* _Directions for this task_: Using the material below, copy every line where "building" appears.

* _Entries supplied_:
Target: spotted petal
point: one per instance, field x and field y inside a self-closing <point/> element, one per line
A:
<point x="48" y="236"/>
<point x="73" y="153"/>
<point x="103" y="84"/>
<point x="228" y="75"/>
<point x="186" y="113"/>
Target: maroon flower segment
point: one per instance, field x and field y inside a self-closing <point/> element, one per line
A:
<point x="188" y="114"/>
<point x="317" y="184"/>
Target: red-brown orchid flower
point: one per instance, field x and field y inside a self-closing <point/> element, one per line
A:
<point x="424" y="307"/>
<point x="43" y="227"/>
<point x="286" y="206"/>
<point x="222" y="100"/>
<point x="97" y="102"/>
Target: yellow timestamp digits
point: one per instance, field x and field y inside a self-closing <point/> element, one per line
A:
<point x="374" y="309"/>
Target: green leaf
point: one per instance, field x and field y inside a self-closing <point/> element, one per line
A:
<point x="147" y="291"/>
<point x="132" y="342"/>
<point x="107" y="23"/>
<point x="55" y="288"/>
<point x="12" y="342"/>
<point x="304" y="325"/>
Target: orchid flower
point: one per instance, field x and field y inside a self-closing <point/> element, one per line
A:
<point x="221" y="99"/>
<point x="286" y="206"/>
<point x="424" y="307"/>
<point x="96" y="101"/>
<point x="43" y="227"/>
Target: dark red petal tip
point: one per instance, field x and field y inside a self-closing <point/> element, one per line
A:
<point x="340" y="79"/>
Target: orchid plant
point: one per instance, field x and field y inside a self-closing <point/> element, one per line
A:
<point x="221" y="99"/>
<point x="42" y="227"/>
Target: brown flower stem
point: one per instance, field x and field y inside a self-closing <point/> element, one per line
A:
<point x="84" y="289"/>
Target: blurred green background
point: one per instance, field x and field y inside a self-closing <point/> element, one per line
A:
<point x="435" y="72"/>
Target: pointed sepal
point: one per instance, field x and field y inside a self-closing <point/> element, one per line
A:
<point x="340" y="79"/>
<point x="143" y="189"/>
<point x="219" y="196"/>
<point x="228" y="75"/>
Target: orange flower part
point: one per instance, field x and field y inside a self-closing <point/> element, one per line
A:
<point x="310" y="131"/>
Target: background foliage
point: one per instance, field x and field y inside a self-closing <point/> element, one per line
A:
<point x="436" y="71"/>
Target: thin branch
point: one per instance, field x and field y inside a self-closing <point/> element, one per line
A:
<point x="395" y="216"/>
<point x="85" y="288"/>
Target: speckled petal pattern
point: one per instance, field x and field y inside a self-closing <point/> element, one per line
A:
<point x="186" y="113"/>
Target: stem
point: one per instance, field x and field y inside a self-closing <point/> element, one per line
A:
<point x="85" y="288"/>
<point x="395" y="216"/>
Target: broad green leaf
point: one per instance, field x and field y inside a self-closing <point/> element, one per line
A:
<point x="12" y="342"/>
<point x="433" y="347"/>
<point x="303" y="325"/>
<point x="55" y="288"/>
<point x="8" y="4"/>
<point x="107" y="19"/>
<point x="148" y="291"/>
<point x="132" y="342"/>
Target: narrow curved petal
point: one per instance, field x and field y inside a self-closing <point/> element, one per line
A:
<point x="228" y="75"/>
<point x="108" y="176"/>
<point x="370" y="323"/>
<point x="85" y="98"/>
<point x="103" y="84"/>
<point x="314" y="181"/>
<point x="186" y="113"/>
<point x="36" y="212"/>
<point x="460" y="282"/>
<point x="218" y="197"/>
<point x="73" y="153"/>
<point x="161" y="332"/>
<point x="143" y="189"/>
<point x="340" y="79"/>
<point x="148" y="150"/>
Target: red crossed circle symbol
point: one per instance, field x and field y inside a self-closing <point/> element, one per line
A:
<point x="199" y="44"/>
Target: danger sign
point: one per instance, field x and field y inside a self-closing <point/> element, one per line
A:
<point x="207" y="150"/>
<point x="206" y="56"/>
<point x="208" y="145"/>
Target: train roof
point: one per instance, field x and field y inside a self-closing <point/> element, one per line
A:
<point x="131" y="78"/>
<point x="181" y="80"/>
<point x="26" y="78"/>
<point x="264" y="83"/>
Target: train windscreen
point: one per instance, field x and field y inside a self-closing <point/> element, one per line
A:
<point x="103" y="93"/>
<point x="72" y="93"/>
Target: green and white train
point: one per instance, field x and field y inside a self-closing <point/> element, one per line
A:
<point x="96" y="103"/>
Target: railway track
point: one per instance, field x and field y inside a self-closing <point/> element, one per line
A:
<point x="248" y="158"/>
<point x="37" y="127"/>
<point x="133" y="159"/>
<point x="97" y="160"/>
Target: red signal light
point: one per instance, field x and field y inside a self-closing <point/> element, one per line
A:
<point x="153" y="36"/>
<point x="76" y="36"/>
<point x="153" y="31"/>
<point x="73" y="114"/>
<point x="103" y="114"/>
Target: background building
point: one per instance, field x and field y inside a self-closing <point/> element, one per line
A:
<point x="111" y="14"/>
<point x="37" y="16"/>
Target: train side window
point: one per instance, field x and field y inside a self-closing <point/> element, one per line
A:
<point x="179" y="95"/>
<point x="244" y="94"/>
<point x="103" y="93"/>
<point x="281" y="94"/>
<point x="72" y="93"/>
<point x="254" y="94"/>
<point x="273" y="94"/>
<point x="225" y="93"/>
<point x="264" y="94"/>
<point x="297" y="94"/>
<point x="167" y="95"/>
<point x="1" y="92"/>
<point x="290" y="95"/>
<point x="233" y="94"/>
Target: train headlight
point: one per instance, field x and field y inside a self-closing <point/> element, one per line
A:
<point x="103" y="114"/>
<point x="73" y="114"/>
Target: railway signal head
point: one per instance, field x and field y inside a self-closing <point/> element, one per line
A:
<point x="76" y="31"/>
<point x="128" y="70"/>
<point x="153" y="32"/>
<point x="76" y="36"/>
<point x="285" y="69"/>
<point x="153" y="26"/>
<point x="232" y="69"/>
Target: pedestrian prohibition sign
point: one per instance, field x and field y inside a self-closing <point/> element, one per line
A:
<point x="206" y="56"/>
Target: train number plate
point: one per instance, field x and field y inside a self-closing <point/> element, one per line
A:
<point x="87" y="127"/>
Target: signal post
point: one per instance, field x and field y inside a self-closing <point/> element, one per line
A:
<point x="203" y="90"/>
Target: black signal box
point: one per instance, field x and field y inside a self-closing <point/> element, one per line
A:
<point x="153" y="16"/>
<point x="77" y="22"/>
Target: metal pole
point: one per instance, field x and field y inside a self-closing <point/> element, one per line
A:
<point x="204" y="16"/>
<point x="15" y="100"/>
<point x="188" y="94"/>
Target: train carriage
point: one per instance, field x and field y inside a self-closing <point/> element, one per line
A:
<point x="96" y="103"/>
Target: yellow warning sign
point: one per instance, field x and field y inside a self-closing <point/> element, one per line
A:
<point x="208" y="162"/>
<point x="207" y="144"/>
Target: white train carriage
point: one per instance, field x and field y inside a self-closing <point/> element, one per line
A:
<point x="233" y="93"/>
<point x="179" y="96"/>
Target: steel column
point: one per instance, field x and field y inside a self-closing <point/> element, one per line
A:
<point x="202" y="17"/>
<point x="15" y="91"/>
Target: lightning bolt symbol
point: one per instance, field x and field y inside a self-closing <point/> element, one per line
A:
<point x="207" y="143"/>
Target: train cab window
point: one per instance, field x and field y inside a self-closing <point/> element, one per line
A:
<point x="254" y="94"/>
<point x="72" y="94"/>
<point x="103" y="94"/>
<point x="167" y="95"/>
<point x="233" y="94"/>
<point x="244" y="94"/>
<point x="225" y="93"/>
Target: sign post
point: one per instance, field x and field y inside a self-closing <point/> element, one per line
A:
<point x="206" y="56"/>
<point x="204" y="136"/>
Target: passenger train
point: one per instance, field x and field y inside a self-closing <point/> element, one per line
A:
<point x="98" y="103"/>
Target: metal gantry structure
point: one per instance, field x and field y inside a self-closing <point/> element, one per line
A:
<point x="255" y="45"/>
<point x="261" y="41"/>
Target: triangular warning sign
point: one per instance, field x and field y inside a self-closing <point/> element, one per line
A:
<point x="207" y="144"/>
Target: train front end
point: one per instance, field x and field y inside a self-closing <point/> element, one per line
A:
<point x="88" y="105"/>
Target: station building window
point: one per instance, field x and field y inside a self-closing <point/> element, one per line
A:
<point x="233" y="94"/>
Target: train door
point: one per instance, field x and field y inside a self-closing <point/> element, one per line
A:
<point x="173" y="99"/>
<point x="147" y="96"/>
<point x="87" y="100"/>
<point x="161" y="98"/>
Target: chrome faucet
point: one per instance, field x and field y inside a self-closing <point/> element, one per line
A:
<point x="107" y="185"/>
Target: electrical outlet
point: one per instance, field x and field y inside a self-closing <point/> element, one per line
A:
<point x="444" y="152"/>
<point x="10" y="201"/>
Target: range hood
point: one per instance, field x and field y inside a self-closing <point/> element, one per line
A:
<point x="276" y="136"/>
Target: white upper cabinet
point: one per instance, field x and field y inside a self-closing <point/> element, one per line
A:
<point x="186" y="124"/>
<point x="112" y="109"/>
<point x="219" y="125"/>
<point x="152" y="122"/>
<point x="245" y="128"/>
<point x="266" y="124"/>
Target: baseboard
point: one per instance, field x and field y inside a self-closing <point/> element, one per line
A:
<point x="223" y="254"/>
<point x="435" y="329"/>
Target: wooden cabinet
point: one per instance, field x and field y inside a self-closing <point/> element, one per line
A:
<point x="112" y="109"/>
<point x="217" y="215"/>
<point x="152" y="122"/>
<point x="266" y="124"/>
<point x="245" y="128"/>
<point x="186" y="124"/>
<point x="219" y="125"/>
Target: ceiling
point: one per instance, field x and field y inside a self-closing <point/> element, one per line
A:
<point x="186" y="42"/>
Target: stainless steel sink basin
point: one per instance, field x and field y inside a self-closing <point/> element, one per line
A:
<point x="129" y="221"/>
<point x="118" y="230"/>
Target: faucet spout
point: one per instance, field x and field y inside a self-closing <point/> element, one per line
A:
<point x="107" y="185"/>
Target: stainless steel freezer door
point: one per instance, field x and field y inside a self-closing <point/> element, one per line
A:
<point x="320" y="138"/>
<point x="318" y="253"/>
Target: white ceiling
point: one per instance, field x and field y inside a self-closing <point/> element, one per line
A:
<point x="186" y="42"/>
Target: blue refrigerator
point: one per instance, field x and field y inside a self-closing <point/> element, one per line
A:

* _Result of the exercise_:
Target: background building
Target: station building window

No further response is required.